## Problem requirements
According to the news report on Ireland's hot weather and water supply, where was the highest temperature of the year so far recorded, and what was it?
(Reading text Opens)
Temperatures reached 26.9C in Newport Furnace in Co Mayo this afternoon, the hottest seen in the country so far this year.
Meanwhile, Irish Water has warned it is increasingly likely a Water Conservation Order will be required due to the prolonged dry weather.
Most of the country saw temperatures in the 20s, though the high in Malin Head in Co Donegal was a relatively mild 16C.
That is still a lot warmer than Clonsast Co Offaly saw on this day 58 years ago though - when it set the record for the coldest ever June day in Ireland, at a remarkable -3.3C.
Weather Fact: The lowest temperature ever recorded for the month of June was recorded on this day back in 1962. It was a chilly -3.3C at Clonsast, Co. Offaly. ❄️❄️❄️— Met Éireann (@MetEireann) June 1, 2020
The recent good weather is set to continue into tomorrow, with most areas seeing top temperatures of 22-26C, but things are expected to get cooler from tomorrow night into Wednesday.
It will be breezy on Wednesday, with highest temperatures a comparatively cool 12-17C. Similar conditions are expected on Thursday, with Friday to be cooler again.
Hosepipe ban 'increasingly likely'
In a statement this afternoon, Irish Water said it is growing more likely that a hosepipe ban "will have to be put in place following increased demand on water and deteriorating drought conditions. This comes during the ongoing Covid-19 crisis, when handwashing and hygiene remain critically important".
Irish Water said with more people at home, domestic usage has increased by an average of 20%.
It said: "Now the increased domestic demand and increase in commercial demand as businesses are reopening is being exacerbated by warm weather and the widespread emergence of drought conditions.
"Since March Irish Water has been carefully monitoring all of its raw water sources, that is the water from lakes, rivers, springs and ground sources that feed our water treatment plants. Of Irish Water's 900 drinking water schemes, 16 currently are in drought and 38 are at risk of going into drought.
"The weather forecast is for continued dry conditions which will exacerbate the situation and Irish Water's data shows spikes of water usage on very sunny days."
Irish Water said the prolonged dry weather has increased demand. The statement added: "On Saturday, it was warm and sunny in the Greater Dublin Area and Irish Water data shows that the demand on water exceeded all previous levels. The equivalent of water supply for an extra 200,000 people was used in one day in this area alone.
"However this is not just a Dublin issue, the levels of demand being experienced nationally cannot be accommodated and run the risk of households not having an adequate supply of water for essential hand washing hygiene.
"Imposing a Water Conservation Order is not a measure that Irish Water wants to take but it is increasingly likely that we will have to do so. It is essential that our water supply is protected if we are to avoid restrictions and outages over the coming weeks and months.
"There are lots of helpful tips for conserving water on water.ie but the key things are to leave the hose and the pressure washer in the shed; don't use paddling pools; reuse household water for the garden; and take shorter showers.
"Safeguarding the supply of water is essential at this time when handwashing and hygiene is of critical importance. We are calling on everyone to play their part."
(Reading text Closes)
(Supplied information Opens)
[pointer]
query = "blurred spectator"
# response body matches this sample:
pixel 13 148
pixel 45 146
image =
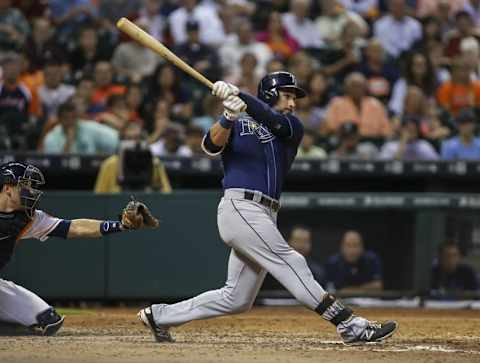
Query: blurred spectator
pixel 356 106
pixel 70 15
pixel 150 16
pixel 299 26
pixel 465 146
pixel 354 269
pixel 381 74
pixel 14 28
pixel 212 108
pixel 108 175
pixel 339 62
pixel 397 31
pixel 193 140
pixel 73 135
pixel 308 149
pixel 449 274
pixel 117 114
pixel 104 86
pixel 332 20
pixel 460 92
pixel 200 56
pixel 87 53
pixel 165 83
pixel 365 8
pixel 408 146
pixel 472 7
pixel 417 72
pixel 41 44
pixel 277 38
pixel 244 42
pixel 134 61
pixel 350 147
pixel 301 241
pixel 210 30
pixel 247 80
pixel 171 143
pixel 53 92
pixel 464 28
(Supplied information Closes)
## Answer box
Newport Furnace in Co Mayo, at 26.9C.